What the task requires ▸
Continue the commentary on Deborah and Barak below, beginning after its final sentence.

╭─ Text extract

Deborah and BarakThe people had been oppressed by the enemy for twenty long bitter years. When you read carefully through the Song of Deborah and Barak (Judges 5) you gain an insight into some of their problems. They were always in danger of attack along any of their highways (verse 6), and to collect water at a well was to put your life in jeopardy (verse 11). It seems also that at times the people moved out of their homes, towns and villages and went into hiding as the enemy came and stole the fruit of their harvests (verse 7).
Jabin the King of Canaan terrorised the northern regions of the land and the tribes of Zebulun and Naphtali suffered particularly. Their plight looked to continue as they had no iron for weaponry whi1st Jabin’s general, Sisera, commanded an army that included nine hundred iron chariots.
The people were in this sorry state because they had turned away from their God and the Lord had “sold them” (a sad familiar phrase in Judges) into the hand of the Gentile king of the north. In the former days of Joshua, Hazor the fortress of Jabin (this name is a title rather like ‘Pharaoh’) had been completely destroyed (see Joshua 11:1-11). So how tragic it was that Hazor with its warriors equipped with chariots was allowed to rise up again.
Women were very vulnerable in these violent times and the words of her “wise ladies” to Sisera’s mother when her son fails to return from the battlefield are very telling: “To every man a damsel or two” (Judges 5:30). How wonderful it is then that God should use two women in Deborah and Jael to bring the affliction to a close.
We first read of Deborah being in Mount Ephraim (Judges 4:4,5), some distance south from where most of the trouble was centred. She resided by a notable palm tree (which spiritually speaks of uprightness and her wisdom as a prophetess made her a person of renown. Her husband does not feature in the record at all, other than that we are told his name “Lapidoth” which means ‘torch’ or ‘firebrand’. Hence we are introduced to a prophetess associated with the light giver. Dwelling between Ramah (‘hill’ or ‘heights’) and Bethel (‘the house of God’), Deborah ministered so that her people might ascend and be in close fellowship with their God and with others of a right spirit.

╰─
╭─ Information given

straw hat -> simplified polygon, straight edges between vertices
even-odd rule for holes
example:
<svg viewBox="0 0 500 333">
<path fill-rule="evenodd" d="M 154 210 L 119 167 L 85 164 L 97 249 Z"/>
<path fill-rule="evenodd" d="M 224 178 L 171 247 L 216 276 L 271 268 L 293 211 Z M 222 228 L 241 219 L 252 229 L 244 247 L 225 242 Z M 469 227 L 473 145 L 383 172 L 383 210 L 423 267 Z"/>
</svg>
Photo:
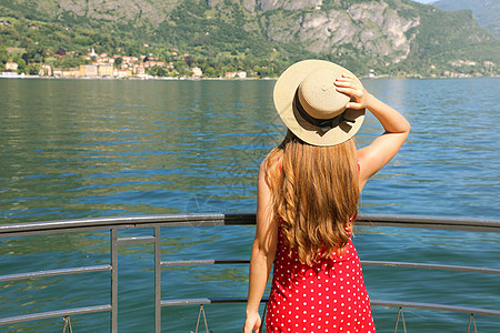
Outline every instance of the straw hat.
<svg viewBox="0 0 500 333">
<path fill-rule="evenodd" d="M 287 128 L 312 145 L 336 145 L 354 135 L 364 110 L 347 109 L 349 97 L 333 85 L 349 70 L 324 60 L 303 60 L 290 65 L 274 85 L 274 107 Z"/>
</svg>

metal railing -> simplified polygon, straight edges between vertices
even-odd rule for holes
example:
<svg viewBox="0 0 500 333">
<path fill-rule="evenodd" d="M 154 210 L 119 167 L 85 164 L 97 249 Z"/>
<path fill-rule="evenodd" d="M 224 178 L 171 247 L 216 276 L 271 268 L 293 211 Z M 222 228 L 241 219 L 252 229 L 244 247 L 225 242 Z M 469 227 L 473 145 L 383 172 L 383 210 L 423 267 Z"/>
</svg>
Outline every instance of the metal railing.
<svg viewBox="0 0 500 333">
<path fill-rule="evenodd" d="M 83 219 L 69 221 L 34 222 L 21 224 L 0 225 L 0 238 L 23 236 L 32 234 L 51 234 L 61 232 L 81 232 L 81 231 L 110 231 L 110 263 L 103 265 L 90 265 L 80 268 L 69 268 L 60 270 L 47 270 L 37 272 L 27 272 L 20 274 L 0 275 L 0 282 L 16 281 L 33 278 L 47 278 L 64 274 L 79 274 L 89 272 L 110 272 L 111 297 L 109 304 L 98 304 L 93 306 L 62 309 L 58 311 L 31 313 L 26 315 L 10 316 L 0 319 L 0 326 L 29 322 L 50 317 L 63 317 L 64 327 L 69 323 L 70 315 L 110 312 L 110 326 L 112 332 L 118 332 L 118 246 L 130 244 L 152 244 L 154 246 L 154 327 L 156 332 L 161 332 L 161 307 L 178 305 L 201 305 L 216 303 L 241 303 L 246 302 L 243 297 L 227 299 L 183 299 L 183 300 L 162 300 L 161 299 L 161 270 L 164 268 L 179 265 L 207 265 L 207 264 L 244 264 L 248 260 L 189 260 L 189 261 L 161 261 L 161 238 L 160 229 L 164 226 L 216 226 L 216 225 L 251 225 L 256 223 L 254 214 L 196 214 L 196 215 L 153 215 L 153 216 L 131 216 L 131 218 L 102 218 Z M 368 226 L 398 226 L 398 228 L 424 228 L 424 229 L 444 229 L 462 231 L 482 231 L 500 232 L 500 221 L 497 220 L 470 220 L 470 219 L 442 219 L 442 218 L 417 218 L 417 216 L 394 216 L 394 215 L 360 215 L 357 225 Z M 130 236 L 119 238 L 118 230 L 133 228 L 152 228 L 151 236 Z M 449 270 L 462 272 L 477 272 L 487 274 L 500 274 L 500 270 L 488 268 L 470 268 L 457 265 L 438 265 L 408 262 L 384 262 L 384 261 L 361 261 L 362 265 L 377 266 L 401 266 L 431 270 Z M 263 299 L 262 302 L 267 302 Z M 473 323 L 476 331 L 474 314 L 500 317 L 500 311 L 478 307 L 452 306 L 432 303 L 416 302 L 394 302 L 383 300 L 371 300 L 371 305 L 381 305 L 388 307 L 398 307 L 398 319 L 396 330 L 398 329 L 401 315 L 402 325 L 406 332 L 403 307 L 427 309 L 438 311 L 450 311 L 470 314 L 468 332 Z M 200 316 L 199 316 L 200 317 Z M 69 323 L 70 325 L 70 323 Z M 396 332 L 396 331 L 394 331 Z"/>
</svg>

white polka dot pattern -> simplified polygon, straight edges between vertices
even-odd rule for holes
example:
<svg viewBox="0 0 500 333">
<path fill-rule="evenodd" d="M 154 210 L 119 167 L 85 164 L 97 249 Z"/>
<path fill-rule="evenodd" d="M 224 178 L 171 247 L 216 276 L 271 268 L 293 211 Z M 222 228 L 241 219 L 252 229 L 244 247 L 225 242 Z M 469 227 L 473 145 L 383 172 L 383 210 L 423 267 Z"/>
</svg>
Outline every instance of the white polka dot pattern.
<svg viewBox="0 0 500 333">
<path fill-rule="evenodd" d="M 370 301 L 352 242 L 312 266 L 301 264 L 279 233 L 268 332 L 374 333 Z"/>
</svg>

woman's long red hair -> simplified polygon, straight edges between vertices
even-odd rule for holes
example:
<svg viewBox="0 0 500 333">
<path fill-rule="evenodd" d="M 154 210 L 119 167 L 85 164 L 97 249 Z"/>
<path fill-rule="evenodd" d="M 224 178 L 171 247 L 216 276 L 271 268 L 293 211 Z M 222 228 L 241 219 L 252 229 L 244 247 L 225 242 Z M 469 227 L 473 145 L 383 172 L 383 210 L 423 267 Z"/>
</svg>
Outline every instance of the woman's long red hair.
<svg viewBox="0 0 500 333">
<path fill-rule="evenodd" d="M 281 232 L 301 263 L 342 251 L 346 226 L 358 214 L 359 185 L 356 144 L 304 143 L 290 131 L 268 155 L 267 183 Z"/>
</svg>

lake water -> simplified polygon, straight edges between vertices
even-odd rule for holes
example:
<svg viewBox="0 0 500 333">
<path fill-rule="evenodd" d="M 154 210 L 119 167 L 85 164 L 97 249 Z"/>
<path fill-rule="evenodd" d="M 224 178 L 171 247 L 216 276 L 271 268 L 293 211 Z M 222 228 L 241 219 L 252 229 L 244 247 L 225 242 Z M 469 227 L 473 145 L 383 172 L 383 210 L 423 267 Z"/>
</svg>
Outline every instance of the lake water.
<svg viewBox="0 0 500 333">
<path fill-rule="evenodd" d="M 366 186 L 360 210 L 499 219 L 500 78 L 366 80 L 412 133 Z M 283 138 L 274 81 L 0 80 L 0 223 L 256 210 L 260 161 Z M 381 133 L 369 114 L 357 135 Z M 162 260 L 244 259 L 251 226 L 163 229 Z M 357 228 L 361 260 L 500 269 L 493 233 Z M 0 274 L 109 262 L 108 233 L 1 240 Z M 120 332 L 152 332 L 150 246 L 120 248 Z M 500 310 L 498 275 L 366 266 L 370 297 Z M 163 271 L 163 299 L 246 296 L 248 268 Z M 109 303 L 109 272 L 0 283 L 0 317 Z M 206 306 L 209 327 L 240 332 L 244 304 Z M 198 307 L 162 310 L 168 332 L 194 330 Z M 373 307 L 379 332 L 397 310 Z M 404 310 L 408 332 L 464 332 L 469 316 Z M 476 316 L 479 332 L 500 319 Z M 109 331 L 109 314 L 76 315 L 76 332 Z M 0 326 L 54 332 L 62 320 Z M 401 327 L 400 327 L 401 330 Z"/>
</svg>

╰─

Written response ▸
The characteristics of this special woman are shown in her name which means ‘bee’. These insects, of course, are very industrious and produce a sweet benefit for man. They are not self-seeking either, but work hard for the community. A bee generally is harmless but it will sting if provoked and will die as a result. Deborah likewise was prepared to wage war and put her life in peril for the sake of her people.
By God’s grace she called for Barak the son of Abinoam to come to her for guidance. His name means ‘lightning flash’ and he was a heavenly light as he gave spiritual as well as military leadership. His name is also indicative of how Sisera would be defeated by thunderbolt, storm and tempest. “Abinoam” means ‘my father is delight’ and in this we readily see that Barak is a type of Christ.
Deborah commands Barak to gather 10,000 men out of Naphtali and Zebulun and to assemble them upon Mount Tabor. Barak agrees to do this but only after he has been reassured that Deborah will be accompanying him. The wonderful plea he makes to her, “If thou wilt go with me, then I will go: but if thou wilt not go with me, then I will not go” (Judges 4:8) is not to be misunderstood as an expression of weakness but rather as one indicative of his understanding and faith. Deborah was a prophetess and Barak needed God’s word close to hand. At this meeting Barak is also informed that Sisera would be killed by a woman.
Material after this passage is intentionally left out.